Thursday, September 08, 2011

A Great Spin-off Question about Serving

In response to my last post, Megan wrote:

Andy, I have a spin-off question. You mentioned not worrying about "making a mistake"- alluding to the mistake being if you gave someone the wrong kind of assistance. But what if the mistake is putting yourself in a potentially dangerous situation? I have heard folks- mostly grown men- give the answer to questions like Marti's "Instead of giving cash, take them to lunch." Or as you say, give people the gift of time and attention. But if I am walking to my office in an area of town with a bad reputation, with no one around to help me, as is the case most days, and a stranger asks me for money or something else, which is also not unusual- what am I to do? Am I being un-Christlike to consider my safety and not stop by myself to "give attention" to the stranger, let alone lunch? I have no problem helping people in "safe" environments like my office- but is that enough? Is there a line somewhere between being Christ-like and helpful and placing myself at risk of a violent crime? Or do I find that line after I make the mistake? How does a young woman respond to the call to be a "Good Samaritan?"

THE DATA:
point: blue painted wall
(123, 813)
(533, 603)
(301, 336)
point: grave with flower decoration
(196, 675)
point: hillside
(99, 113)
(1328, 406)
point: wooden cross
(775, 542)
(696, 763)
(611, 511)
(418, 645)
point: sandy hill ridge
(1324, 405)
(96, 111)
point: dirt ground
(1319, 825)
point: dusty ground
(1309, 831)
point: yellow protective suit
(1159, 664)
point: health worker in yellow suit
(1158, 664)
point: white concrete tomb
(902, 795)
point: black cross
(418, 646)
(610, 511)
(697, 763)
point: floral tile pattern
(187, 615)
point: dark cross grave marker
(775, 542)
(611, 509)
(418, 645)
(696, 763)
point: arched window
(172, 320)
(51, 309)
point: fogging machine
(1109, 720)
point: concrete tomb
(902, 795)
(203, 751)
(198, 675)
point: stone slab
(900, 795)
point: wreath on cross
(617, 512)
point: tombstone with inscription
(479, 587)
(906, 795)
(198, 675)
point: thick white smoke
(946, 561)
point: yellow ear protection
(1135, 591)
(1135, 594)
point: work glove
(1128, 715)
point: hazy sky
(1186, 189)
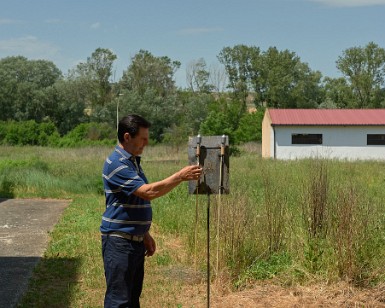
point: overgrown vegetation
(292, 222)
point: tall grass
(292, 221)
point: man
(127, 219)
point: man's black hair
(131, 124)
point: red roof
(327, 116)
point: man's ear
(127, 136)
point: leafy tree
(149, 72)
(65, 104)
(250, 127)
(338, 94)
(283, 81)
(364, 68)
(22, 87)
(197, 76)
(239, 62)
(220, 119)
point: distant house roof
(330, 117)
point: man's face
(135, 145)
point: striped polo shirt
(125, 212)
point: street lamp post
(117, 113)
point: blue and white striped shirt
(125, 212)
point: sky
(66, 32)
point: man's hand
(149, 244)
(190, 173)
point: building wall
(267, 136)
(338, 142)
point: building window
(306, 139)
(376, 139)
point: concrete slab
(24, 227)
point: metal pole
(208, 248)
(197, 154)
(223, 140)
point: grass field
(290, 223)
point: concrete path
(24, 227)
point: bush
(27, 133)
(88, 133)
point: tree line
(217, 100)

OBJECTIVE A:
Answer from the blog post:
(i) On what date was it posted?
(ii) Who wrote in response to the last post?
(iii) Whose questions does the quoted reply mention?
OBJECTIVE B: Rewrite everything in the entries from the line containing "point: blue and white striped shirt" down to the last line of the entries as a numbered list, both ends included and blank lines skipped.
The blog post and the entries have nothing to do with each other.

EXERCISE OUTPUT A:
(i) Thursday, September 08, 2011
(ii) Megan
(iii) Marti's

EXERCISE OUTPUT B:
1. point: blue and white striped shirt
2. (125, 212)
3. point: sky
4. (66, 32)
5. point: man's hand
6. (149, 244)
7. (190, 173)
8. point: building wall
9. (267, 136)
10. (338, 142)
11. point: building window
12. (306, 139)
13. (376, 139)
14. point: concrete slab
15. (24, 227)
16. point: metal pole
17. (208, 248)
18. (197, 154)
19. (223, 140)
20. point: grass field
21. (290, 223)
22. point: concrete path
23. (24, 227)
24. point: bush
25. (27, 133)
26. (88, 133)
27. point: tree line
28. (217, 100)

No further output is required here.